TASK BRIEF: Write out the whole listing without a single alteration.

MATERIAL PROVIDED:
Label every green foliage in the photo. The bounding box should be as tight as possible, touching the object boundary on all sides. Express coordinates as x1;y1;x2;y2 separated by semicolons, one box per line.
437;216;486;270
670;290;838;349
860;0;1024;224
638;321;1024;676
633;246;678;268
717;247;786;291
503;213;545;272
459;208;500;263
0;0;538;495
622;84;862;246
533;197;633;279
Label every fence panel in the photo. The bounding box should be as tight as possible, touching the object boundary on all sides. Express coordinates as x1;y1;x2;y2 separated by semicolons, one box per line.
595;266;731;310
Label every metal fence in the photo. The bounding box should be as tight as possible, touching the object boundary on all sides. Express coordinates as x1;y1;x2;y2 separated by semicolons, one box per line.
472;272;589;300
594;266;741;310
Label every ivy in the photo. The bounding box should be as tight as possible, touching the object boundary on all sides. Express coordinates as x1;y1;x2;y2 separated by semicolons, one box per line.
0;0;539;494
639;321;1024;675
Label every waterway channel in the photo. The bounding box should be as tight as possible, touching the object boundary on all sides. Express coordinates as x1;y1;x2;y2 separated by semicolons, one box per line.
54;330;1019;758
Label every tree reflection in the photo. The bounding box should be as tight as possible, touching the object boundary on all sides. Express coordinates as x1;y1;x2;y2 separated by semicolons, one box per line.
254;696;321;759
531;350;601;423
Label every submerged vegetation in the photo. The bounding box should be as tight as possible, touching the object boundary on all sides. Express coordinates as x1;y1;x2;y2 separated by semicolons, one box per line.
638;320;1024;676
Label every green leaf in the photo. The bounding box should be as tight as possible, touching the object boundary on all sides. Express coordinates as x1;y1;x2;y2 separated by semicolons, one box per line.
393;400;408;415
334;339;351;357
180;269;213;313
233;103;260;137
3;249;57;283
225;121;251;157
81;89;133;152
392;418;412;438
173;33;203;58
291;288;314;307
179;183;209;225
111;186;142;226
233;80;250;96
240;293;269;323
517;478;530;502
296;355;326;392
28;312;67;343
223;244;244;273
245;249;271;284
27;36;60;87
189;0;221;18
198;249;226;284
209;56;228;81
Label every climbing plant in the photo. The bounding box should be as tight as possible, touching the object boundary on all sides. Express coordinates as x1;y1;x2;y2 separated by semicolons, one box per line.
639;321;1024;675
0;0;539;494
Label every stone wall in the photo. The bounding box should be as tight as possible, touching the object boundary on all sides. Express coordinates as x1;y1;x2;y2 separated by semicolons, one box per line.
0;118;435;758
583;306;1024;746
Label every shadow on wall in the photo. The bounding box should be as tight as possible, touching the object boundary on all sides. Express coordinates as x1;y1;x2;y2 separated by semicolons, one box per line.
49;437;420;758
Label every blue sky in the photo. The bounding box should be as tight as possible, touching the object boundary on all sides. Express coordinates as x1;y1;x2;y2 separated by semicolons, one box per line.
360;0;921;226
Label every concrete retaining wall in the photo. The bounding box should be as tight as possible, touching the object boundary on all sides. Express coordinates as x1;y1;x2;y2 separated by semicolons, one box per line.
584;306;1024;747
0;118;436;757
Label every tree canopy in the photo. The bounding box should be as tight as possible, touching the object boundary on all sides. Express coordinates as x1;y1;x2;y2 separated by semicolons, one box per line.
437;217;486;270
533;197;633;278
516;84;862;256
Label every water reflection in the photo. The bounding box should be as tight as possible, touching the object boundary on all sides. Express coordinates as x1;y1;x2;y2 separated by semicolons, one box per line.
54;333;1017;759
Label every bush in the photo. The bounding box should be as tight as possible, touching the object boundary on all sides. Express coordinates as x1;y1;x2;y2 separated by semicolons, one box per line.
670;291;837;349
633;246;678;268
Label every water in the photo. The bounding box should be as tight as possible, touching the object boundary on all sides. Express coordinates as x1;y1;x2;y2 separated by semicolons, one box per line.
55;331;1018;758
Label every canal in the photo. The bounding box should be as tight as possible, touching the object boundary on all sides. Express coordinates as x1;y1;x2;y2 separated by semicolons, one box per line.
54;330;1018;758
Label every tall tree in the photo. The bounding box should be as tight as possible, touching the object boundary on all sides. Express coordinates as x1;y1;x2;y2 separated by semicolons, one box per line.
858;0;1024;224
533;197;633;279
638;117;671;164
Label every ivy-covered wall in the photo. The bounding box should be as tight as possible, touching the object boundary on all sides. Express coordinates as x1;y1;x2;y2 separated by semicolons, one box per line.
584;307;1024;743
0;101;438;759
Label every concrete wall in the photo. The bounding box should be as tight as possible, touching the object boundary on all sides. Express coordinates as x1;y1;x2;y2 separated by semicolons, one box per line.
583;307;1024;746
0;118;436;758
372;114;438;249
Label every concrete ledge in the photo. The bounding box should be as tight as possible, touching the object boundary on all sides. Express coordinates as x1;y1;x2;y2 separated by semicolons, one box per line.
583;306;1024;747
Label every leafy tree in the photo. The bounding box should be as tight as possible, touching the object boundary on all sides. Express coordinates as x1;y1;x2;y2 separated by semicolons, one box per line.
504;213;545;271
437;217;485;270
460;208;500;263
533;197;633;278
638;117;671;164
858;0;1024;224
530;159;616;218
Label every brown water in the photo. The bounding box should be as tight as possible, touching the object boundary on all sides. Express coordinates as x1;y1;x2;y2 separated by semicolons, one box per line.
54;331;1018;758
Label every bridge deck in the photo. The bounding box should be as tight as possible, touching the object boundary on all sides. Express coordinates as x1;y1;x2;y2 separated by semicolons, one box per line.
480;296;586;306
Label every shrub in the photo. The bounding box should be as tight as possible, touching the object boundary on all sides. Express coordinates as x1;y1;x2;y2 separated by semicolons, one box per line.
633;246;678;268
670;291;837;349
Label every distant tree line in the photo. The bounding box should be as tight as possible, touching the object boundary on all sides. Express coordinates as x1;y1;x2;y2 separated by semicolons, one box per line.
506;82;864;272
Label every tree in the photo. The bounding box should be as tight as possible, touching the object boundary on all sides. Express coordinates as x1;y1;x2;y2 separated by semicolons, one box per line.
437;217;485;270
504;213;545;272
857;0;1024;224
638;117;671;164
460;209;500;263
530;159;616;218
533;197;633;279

TASK RESPONSE:
Label every green foliage in the photo. The bounding box should be as tight as possible, touching the object boundary on all sides. Express coordinates as x1;y1;x2;y2 separated by semicolons, one box per line.
437;216;486;270
670;290;838;349
860;0;1024;224
638;321;1024;676
633;246;678;268
717;247;786;291
503;213;545;272
459;208;500;263
0;0;538;495
622;84;862;246
533;197;633;279
Label every fence panel in the photo. The bounding box should be as tight as possible, touching the object boundary on all sides. Express coordinates as x1;y1;x2;y2 separated by semicolons, one box per line.
595;266;731;310
Label every metal fence in the photo. The bounding box should be as tight as possible, touching the object boundary on all sides. Express coordinates as x1;y1;x2;y2 separated by semicolons, one box per line.
472;272;589;300
594;266;741;310
Label every ivy in the photo. The bounding box should be as tight as possible, touching the object boundary on all sides. Express coordinates as x1;y1;x2;y2 separated by semicolons, one box per line.
0;0;539;494
639;321;1024;675
Label every waterway channel in the photo. The bounding box should be as tight as possible, touching the object boundary on all sides. Express coordinates as x1;y1;x2;y2 separated by semicolons, one box per line.
54;330;1019;758
Label every tree reflection in the photo. The bounding box should be as tight as possible, touching the object boundary on all sides. Express coordinates as x1;y1;x2;y2 separated by semicolons, one box per line.
254;696;321;759
531;350;601;423
Label every submerged vegetation in the photo. The bounding box should be as tight as possible, touching the object boundary on all sides. Express coordinates as x1;y1;x2;y2 separated by semicolons, one box per line.
638;320;1024;676
Label every green leaf in the photo. The bounding box should be as tight as possible, touching the object boundary on all sides. Express coordinates as x1;y1;x2;y2 separated by semicolons, one box per line.
393;400;408;415
334;339;351;357
180;269;213;313
233;103;260;137
3;249;57;283
225;121;251;157
81;89;133;152
392;418;412;438
173;33;203;58
291;288;314;307
179;183;209;225
111;186;142;226
233;80;250;96
240;293;269;323
517;478;530;502
296;355;326;392
28;312;67;343
223;244;244;273
245;249;271;284
27;36;60;87
189;0;221;18
198;249;226;284
209;56;228;81
Label every climbing plant in the photo. The bounding box should be as tight as possible, touching the object boundary on all sides. Express coordinates as x1;y1;x2;y2 separated by semicolons, one box per line.
639;321;1024;675
0;0;539;494
Label every stone wall in the photo. The bounding box should be as tight as possible, touching the object boundary on all sides. Express coordinates as x1;y1;x2;y2 separated by semicolons, one box per line.
0;118;435;758
583;306;1024;746
Label every shadow on wall in the photo. The bounding box should be as tight as possible, touching the object boundary on all sides. Express coordinates as x1;y1;x2;y2 separated by semicolons, one box per line.
49;437;420;758
Label every blue sky in the photo. The bounding box should be as tight as possible, touching the object boundary on all sides. Express coordinates as x1;y1;x2;y2 separated by semicolons, one box per line.
360;0;921;226
Label every concrete retaining wall in the photo. The bounding box should be as tight as possible, touching the object boundary on all sides. Express coordinates as x1;y1;x2;y2 separated by semicolons, one box per line.
584;306;1024;747
0;118;436;757
Label every tree canopy in the photo. The bounding box should be as tight as possible, touching the object boundary on all sides. Express coordinates as x1;y1;x2;y2 separated by semicolons, one box per line.
437;217;486;270
533;197;633;278
516;84;862;256
Label every water reflection in the photo. The bounding box should be as tight as possible, touching the object boundary on all sides. Express coordinates as x1;y1;x2;y2 separated by semicolons, one box per line.
54;333;1017;759
Label every bush in the photo. The bounding box should be as tight as possible, touching the object boundary on all sides. Express coordinates as x1;y1;x2;y2 separated by semicolons, one box per line.
670;291;837;349
633;246;678;268
Label every water in the photo. The bounding box should be as tight as possible, touching the object boundary on all sides. Express coordinates as x1;y1;x2;y2 separated by semicolons, one box per line.
55;331;1018;758
Label every canal in the photo. The bounding box should be as tight as possible, touching the object boundary on all sides. Express coordinates as x1;y1;x2;y2 separated by semicolons, one box per line.
54;330;1018;758
Label every tall tree in the photo. The bounding box should be as tight as possible, touching the object boundary on all sides. Express coordinates as x1;y1;x2;y2 separated by semicolons, one box per line.
858;0;1024;224
533;197;633;279
638;117;671;164
Label every ivy-covered wall in the photo. The bounding box should be as tight as possible, touching the object boundary on all sides. Express coordinates as x1;y1;x2;y2 separated by semicolons, one box per line.
584;307;1024;743
0;101;438;759
Label every concrete wall in the photo. The bounding box should be as tight as possible, touching the object boundary on all sides. Express coordinates as x1;y1;x2;y2 separated by semicolons, one box per line.
583;307;1024;746
0;118;436;758
372;114;438;249
Label every concrete ledge in the photo. The bounding box should be as tight as possible, touching the object boundary on all sides. Express coordinates as x1;y1;x2;y2 separated by semicolons, one box per line.
583;306;1024;747
Label every leafy tree in the photo. The bounding box should be as tight as possible, touching the object boundary on all sides. Express coordinates as x1;y1;x2;y2 separated by semicolons, one box per line.
504;213;545;271
437;217;485;270
460;208;500;263
533;197;633;278
638;117;671;164
858;0;1024;224
530;159;616;218
Label every brown water in the photo. The bounding box should be as tight as possible, touching the object boundary on all sides. Express coordinates as x1;y1;x2;y2 separated by semicolons, one box per line.
54;331;1018;758
Label every bridge deck in the photo. The bounding box should be as tight as possible, touching the object boundary on all sides. Express coordinates as x1;y1;x2;y2 separated by semicolons, one box per line.
480;296;586;306
Label every shrub in the photo. The bounding box should be as tight as possible, touching the object boundary on all sides. Express coordinates as x1;y1;x2;y2 separated by semicolons, one box per line.
633;246;678;268
670;291;837;349
Label every distant tree line in the photo. The bounding box should be as tight as possible, touching the object boundary on all sides. Express coordinates as x1;y1;x2;y2 separated by semicolons, one box per line.
506;82;864;272
Label every tree in the photo. The bounding box should be as tight as possible, touching the object boundary on all sides. Express coordinates as x1;y1;x2;y2 separated by semicolons, one box per line.
437;217;485;270
504;213;545;272
857;0;1024;224
638;117;671;164
460;209;500;263
530;159;616;218
533;197;633;279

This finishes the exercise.